PROBLEM DESCRIPTION: Can you turn every line of the records below into a numbered list, leaving out blank lines?

(Entries for pointing and labeling)

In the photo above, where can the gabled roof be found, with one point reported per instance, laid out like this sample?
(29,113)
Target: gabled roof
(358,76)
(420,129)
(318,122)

RESULT FOR THIS TASK:
1. In the photo above, where can the gabled roof be found, with one point reported per instance, laid out like this sample?
2. (29,113)
3. Target: gabled roof
4. (358,76)
5. (420,129)
6. (318,122)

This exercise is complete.